> **DESCRIPTION OF THE TASK**
Transcribe the line that contains "Target: man walking" and every line after it to the end of the records, exactly and nothing else. Skip the pictures.
=== Section Start ===
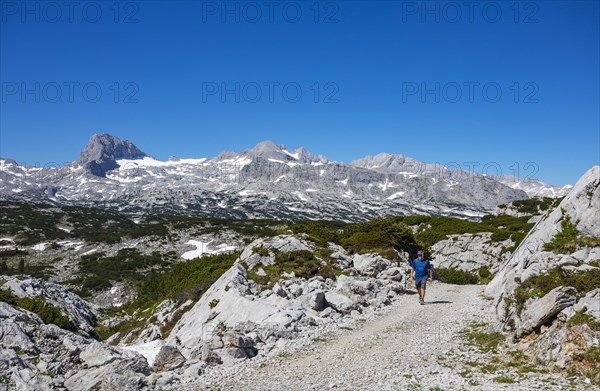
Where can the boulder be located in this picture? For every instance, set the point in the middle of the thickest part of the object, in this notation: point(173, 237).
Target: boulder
point(237, 340)
point(339, 302)
point(370, 264)
point(315, 300)
point(540, 311)
point(393, 274)
point(168, 359)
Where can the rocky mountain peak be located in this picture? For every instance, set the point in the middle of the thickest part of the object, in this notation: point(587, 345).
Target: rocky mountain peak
point(386, 162)
point(102, 151)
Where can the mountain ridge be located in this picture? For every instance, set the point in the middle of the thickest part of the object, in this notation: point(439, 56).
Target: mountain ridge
point(267, 180)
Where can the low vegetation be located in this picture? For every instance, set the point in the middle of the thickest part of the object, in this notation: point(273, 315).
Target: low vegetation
point(184, 281)
point(302, 263)
point(536, 205)
point(459, 277)
point(481, 340)
point(568, 240)
point(38, 305)
point(540, 285)
point(581, 318)
point(99, 272)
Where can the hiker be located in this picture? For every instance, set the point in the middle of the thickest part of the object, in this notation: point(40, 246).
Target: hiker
point(421, 273)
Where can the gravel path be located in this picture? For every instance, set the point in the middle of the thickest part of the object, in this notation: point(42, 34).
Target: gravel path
point(405, 347)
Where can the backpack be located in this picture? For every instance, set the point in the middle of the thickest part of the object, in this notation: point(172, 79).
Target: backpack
point(434, 275)
point(426, 266)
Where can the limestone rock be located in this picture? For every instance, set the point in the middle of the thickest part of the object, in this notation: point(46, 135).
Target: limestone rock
point(167, 359)
point(544, 309)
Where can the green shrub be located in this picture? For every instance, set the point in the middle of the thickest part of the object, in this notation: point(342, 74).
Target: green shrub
point(533, 205)
point(456, 276)
point(566, 240)
point(500, 236)
point(185, 280)
point(380, 236)
point(37, 304)
point(415, 220)
point(128, 265)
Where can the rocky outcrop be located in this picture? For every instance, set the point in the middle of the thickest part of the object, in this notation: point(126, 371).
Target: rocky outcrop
point(582, 204)
point(267, 181)
point(102, 151)
point(237, 319)
point(469, 252)
point(539, 311)
point(37, 356)
point(82, 315)
point(541, 326)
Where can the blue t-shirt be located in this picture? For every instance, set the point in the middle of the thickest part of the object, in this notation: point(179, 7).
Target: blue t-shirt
point(421, 268)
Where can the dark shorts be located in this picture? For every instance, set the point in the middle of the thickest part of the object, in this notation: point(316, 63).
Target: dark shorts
point(421, 283)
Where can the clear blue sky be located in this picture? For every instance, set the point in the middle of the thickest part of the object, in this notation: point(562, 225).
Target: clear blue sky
point(376, 57)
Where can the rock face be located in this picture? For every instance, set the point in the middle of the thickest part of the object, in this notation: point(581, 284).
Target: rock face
point(582, 204)
point(541, 326)
point(468, 252)
point(82, 314)
point(265, 181)
point(37, 356)
point(102, 151)
point(544, 309)
point(168, 358)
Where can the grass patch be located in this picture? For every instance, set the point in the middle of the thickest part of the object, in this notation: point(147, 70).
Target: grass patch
point(484, 342)
point(303, 263)
point(184, 281)
point(456, 276)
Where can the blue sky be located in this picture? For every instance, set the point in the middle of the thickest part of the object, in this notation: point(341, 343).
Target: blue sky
point(503, 82)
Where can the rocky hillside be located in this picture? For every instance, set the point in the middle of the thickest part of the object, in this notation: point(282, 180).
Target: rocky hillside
point(162, 301)
point(547, 293)
point(267, 181)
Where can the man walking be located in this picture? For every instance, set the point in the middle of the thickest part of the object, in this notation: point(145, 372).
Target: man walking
point(421, 273)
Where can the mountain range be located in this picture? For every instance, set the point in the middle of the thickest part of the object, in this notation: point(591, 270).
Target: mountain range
point(266, 181)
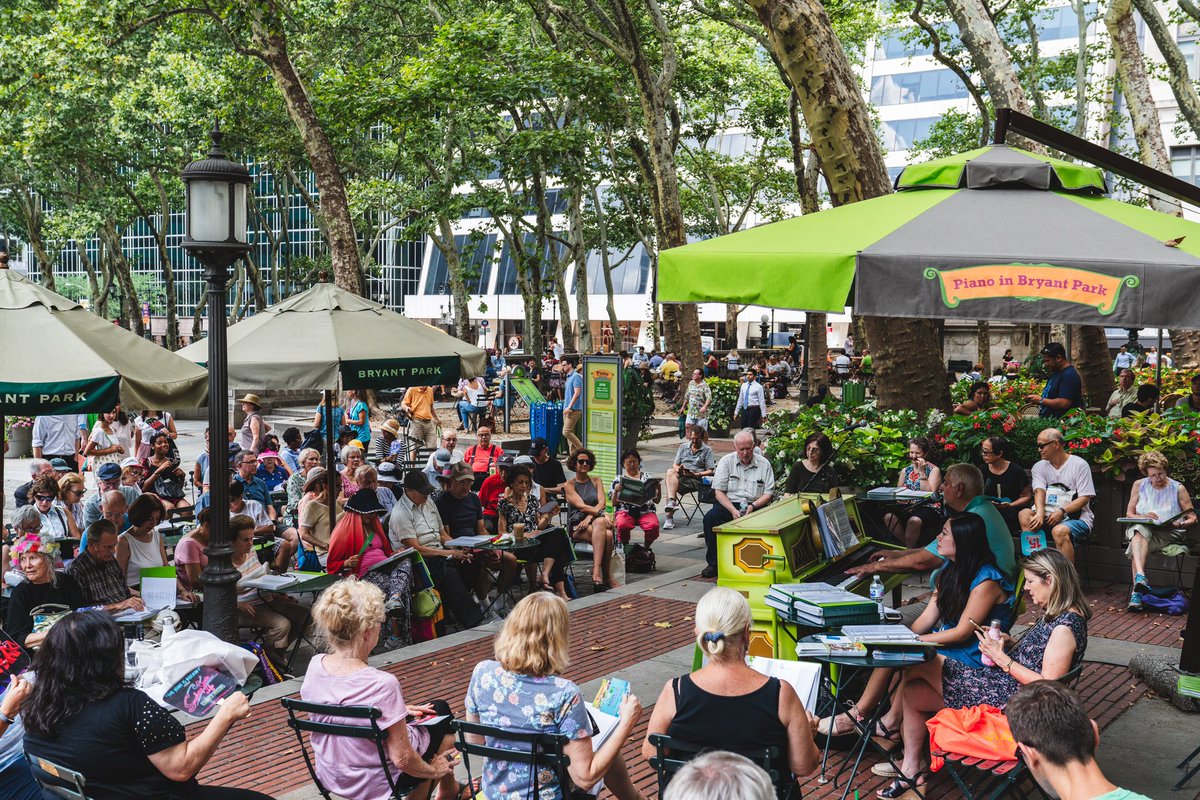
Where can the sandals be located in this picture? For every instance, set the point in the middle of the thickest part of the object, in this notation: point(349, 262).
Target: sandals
point(886, 740)
point(900, 787)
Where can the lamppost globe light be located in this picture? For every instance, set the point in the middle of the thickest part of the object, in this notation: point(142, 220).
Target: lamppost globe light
point(215, 234)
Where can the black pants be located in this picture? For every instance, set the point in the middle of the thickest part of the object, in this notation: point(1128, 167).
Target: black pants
point(454, 593)
point(717, 516)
=== Section End ===
> **WRITTEN SOLUTION**
Target: man walking
point(421, 273)
Where can the mountain range be located in this picture? For every instance, set the point in the middle of the thickest part of the object, in this notation: point(591, 270).
Target: mountain range
point(266, 181)
Where can the sandals be located in this picture? For every instance, set the point in the middle of the thickest part of the object, in this notation: point(349, 262).
Target: sandals
point(886, 740)
point(900, 787)
Where can the lamppost globe light be located in this picture? For every instance, set the point in the middle of the thickest part of the object, in this notation: point(142, 220).
Target: lamppost globe light
point(215, 234)
Where can the black pants be located in this picture? For every instance, set the point in the middle of the thickest part of the object, in this notation: point(1128, 167).
Target: black pants
point(454, 593)
point(717, 516)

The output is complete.